### STATED PROBLEM
Pick out every line below that contains the string "target" and copy each one. Case counts.

________

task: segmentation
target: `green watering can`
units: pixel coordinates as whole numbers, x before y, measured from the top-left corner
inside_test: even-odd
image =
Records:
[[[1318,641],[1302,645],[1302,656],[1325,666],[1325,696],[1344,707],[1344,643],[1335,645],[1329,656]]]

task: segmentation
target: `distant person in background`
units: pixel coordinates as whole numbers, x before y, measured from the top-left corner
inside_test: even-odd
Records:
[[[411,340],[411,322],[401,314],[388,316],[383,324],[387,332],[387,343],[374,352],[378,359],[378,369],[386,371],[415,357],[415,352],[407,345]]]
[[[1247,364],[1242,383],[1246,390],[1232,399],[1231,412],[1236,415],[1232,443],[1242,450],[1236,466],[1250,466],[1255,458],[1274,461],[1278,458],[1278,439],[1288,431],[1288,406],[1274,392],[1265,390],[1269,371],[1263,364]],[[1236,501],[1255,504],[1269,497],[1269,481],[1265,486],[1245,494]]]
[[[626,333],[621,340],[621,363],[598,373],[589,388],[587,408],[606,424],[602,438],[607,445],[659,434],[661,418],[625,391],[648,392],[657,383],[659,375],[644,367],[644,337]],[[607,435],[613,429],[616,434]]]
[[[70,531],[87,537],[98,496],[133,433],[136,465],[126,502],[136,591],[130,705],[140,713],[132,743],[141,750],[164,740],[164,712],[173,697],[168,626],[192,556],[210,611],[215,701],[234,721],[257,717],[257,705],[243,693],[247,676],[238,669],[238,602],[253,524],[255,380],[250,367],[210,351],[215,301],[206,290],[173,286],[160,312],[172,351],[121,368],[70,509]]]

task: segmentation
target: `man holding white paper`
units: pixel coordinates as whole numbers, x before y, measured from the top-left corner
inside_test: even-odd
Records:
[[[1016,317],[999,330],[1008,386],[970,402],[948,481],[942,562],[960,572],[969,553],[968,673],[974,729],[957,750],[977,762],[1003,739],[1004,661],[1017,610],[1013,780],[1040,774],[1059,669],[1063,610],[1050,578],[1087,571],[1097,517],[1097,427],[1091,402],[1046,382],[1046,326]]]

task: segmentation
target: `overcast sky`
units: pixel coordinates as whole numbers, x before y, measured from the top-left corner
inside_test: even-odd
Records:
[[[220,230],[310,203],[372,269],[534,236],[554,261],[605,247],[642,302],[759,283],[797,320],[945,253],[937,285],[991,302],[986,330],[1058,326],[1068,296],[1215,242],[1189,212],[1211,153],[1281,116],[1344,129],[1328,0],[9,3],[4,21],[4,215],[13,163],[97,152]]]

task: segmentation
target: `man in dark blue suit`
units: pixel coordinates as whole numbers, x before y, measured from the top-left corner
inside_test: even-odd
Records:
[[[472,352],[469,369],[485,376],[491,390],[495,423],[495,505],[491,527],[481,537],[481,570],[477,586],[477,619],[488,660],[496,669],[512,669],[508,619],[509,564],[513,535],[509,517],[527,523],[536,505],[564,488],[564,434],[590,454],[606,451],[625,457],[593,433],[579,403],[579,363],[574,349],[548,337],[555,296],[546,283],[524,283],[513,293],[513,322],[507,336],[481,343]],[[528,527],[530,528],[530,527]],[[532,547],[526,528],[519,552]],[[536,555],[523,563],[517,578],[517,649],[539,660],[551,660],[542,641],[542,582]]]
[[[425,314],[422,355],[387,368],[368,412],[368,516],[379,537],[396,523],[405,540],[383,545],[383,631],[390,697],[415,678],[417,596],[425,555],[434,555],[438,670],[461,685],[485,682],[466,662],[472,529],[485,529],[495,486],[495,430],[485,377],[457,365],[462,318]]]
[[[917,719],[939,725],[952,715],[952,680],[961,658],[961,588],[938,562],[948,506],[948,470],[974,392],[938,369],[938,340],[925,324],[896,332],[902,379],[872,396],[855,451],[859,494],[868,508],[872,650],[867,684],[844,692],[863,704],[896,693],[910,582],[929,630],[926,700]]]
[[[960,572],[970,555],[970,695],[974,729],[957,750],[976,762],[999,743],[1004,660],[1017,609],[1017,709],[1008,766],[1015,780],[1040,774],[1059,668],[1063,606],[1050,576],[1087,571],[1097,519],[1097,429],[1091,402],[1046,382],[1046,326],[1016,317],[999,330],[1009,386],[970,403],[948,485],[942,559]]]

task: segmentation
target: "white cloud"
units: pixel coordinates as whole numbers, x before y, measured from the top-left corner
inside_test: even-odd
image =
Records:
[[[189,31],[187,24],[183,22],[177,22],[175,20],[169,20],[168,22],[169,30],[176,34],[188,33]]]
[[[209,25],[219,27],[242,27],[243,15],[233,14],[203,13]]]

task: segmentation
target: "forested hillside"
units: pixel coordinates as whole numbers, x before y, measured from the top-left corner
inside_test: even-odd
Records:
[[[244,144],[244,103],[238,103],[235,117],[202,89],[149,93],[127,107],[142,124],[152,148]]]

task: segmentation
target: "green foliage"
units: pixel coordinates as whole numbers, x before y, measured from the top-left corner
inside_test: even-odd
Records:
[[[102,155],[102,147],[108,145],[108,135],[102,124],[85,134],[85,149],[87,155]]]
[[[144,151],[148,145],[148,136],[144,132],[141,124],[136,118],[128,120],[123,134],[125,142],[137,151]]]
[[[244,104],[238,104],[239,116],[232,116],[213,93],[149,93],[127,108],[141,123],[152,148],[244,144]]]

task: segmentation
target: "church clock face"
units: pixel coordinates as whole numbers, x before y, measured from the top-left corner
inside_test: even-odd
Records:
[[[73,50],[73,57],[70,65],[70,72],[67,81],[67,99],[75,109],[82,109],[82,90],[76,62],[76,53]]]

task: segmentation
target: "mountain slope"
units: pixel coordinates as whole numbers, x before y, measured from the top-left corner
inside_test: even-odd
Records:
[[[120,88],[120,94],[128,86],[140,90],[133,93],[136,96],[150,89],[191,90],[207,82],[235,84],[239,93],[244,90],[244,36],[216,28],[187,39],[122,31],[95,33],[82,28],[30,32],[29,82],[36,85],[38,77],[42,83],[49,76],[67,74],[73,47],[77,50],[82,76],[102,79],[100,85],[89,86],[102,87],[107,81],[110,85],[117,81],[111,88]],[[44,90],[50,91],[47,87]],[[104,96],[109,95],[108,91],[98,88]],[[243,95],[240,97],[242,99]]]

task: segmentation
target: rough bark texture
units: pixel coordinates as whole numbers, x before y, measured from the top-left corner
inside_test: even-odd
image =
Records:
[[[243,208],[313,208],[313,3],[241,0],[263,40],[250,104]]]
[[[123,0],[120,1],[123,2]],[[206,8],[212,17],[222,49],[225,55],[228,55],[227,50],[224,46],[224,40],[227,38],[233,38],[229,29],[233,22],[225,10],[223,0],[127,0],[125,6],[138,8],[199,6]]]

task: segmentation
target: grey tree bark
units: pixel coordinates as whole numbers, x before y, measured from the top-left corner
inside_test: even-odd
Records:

________

### COMPLETE OUTPUT
target: `green watering can`
target: `distant person in background`
target: `man holding white paper`
target: `overcast sky`
target: `man in dark blue suit`
target: "white cloud"
target: "forested hillside"
target: "green foliage"
target: "church clock face"
target: "mountain slope"
target: rough bark texture
target: grey tree bark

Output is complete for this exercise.